» Exercise objective
Reproduce the entries below word for word, starting from the very first line and ending with the line that contains "Can you spot the sandal", including that line.

» Information shown
^^^^^^^^^^^^^^^^
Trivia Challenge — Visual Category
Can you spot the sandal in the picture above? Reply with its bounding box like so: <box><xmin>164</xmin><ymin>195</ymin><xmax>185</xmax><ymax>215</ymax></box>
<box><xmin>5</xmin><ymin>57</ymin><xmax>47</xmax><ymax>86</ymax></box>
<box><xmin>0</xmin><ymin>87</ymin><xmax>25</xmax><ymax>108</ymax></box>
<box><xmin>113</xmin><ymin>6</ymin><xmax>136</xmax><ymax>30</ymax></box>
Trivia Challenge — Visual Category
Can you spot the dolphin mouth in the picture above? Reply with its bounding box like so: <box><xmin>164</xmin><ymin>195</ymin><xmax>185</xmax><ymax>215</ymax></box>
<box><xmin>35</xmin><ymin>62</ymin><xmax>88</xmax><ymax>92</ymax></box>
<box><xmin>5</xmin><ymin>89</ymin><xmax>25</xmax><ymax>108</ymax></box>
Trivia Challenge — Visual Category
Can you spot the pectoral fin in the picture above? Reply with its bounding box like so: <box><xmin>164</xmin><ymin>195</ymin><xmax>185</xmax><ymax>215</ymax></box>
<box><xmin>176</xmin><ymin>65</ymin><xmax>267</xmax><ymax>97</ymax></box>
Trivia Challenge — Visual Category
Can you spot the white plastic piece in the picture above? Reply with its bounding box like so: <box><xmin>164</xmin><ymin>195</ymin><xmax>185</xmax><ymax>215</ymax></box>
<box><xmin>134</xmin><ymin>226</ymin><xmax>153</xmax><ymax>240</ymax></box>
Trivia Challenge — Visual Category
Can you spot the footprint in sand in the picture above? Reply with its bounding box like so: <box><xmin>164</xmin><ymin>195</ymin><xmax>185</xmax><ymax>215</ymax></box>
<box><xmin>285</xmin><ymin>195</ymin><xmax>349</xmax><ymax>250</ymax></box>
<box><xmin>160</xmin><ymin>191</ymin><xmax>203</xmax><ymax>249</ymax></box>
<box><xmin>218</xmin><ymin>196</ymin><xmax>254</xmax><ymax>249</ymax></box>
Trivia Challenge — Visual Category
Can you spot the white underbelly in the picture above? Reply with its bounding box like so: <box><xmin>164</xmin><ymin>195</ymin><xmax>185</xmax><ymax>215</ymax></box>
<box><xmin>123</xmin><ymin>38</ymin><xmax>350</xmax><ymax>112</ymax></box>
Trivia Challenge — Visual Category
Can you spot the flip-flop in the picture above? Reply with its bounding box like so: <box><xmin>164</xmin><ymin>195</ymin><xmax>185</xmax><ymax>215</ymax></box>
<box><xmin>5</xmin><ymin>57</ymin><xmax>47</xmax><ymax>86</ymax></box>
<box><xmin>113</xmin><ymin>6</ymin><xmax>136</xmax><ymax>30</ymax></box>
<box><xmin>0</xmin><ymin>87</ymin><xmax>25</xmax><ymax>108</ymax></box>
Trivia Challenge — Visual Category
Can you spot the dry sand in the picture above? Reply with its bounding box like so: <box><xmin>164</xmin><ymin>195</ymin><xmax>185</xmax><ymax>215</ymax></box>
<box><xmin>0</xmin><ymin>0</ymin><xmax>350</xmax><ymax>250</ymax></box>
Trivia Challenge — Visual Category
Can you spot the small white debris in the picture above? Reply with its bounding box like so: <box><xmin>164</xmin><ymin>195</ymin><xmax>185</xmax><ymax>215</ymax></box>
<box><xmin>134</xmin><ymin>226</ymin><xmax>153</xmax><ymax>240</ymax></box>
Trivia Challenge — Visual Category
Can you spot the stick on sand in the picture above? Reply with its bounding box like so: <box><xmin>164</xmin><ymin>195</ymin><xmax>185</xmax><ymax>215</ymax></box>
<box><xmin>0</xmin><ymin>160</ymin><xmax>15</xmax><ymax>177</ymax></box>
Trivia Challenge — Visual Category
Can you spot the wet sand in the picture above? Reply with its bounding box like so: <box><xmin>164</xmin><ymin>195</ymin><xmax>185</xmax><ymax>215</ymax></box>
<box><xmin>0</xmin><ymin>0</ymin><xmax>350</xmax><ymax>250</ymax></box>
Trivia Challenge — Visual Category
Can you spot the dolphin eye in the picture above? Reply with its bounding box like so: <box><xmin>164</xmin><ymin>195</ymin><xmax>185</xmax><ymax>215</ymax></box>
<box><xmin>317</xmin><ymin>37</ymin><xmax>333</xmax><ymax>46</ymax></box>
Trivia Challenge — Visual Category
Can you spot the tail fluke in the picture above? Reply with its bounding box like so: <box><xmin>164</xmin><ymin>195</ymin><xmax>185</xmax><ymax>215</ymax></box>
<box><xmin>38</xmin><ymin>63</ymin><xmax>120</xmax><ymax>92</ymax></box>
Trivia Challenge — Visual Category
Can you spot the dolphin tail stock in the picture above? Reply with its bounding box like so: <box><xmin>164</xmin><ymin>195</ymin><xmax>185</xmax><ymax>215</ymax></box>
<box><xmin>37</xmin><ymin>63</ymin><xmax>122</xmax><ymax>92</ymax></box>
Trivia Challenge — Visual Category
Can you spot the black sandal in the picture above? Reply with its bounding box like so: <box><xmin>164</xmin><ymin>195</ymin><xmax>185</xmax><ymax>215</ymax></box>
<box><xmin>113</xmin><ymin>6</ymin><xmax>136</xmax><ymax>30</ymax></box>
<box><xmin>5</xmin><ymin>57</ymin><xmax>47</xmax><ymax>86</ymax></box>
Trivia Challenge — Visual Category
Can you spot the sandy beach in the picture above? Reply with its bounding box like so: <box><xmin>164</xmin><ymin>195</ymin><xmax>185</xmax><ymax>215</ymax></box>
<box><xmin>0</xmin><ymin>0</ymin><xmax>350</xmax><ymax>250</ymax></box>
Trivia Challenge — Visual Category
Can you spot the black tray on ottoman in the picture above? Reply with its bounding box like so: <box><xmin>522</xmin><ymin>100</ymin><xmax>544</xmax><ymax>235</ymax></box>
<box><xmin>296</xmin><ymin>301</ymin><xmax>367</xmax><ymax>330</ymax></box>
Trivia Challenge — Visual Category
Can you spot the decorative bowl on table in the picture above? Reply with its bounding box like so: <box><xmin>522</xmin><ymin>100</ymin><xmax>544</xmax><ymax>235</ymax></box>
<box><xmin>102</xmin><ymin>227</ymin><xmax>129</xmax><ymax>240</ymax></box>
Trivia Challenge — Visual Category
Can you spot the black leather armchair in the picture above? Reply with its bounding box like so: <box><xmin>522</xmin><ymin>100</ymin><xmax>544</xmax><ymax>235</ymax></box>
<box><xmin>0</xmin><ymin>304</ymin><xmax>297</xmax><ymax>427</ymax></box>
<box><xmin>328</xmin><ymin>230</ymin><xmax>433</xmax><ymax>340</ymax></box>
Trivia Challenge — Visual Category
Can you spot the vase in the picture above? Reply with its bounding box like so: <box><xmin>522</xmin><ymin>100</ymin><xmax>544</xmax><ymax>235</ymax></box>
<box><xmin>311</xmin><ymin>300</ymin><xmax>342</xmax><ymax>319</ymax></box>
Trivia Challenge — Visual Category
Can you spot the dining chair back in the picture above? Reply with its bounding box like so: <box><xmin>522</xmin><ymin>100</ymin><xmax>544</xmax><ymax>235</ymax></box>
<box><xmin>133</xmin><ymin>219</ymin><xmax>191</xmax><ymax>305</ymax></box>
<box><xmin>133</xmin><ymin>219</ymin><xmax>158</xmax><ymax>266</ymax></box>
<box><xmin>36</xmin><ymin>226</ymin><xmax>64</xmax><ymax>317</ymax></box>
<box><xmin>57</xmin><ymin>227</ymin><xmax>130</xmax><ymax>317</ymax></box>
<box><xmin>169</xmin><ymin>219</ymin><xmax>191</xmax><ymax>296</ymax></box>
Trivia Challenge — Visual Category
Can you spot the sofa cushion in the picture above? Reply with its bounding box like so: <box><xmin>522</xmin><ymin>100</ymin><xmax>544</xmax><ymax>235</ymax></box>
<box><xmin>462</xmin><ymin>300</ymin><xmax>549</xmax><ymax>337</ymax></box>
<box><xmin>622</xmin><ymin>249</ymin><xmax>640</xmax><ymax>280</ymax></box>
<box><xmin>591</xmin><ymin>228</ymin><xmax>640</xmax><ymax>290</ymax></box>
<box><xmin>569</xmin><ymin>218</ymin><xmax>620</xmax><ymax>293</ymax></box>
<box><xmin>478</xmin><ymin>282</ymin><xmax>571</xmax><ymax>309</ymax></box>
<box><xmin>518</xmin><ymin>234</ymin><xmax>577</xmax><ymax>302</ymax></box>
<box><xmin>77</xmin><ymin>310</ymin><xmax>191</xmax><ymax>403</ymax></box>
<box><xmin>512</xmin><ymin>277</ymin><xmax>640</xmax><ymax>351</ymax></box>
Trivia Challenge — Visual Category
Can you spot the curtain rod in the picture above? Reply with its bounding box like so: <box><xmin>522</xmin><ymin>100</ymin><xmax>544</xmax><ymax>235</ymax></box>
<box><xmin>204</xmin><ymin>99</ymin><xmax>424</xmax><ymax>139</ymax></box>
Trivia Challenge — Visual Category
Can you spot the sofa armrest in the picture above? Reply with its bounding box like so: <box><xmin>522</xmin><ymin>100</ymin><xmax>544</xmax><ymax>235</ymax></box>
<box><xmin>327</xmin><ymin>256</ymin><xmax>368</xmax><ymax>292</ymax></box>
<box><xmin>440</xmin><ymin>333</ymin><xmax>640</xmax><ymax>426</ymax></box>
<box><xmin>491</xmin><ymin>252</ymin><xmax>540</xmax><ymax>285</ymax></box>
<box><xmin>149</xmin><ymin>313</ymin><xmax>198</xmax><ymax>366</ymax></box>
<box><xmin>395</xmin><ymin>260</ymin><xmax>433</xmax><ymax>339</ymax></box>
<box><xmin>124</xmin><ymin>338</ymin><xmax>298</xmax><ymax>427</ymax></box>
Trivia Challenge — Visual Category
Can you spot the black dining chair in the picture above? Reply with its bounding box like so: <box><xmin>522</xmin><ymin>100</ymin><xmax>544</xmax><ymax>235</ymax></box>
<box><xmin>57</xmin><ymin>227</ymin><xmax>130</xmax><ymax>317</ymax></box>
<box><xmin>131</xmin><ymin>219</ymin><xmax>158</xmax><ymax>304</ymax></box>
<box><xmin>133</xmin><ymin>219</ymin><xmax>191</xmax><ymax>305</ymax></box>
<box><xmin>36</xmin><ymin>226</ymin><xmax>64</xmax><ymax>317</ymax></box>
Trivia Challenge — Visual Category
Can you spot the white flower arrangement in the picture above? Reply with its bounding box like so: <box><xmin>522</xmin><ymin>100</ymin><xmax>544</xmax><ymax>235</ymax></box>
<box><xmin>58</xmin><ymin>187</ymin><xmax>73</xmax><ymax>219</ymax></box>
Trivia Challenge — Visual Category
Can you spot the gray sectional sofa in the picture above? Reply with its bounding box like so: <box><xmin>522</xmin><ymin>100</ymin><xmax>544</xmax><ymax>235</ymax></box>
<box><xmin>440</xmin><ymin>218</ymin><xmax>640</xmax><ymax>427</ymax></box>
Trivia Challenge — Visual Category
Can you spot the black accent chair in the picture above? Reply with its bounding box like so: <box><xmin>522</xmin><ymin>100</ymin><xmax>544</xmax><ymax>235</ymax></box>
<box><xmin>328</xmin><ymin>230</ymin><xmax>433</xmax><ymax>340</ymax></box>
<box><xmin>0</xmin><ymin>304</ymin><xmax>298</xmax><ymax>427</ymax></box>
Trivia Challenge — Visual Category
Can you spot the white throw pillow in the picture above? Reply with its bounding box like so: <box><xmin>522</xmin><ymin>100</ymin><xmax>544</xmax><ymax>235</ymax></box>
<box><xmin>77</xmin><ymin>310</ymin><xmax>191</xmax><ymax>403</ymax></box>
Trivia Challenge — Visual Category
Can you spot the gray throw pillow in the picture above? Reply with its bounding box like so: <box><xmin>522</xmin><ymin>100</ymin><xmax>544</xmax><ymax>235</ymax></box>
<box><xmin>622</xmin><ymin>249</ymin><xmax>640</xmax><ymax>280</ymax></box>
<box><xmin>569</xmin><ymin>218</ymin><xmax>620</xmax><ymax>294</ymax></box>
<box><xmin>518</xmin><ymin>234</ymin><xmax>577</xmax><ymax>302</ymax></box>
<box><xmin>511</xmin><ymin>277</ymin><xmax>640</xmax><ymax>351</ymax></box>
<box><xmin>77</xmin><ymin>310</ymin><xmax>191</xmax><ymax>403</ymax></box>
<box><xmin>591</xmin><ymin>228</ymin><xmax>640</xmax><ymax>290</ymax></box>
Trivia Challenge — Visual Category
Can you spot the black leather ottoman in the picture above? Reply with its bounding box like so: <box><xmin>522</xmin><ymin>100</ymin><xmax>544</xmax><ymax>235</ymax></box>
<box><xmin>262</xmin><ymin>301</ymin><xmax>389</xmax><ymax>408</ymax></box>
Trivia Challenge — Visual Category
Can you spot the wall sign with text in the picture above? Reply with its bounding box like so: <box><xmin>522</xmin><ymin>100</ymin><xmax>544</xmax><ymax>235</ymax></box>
^^^^^^^^^^^^^^^^
» Output of the task
Trivia Challenge — Visual Category
Can you spot the sandal in the picture above? Reply with its bounding box like so: <box><xmin>164</xmin><ymin>195</ymin><xmax>185</xmax><ymax>215</ymax></box>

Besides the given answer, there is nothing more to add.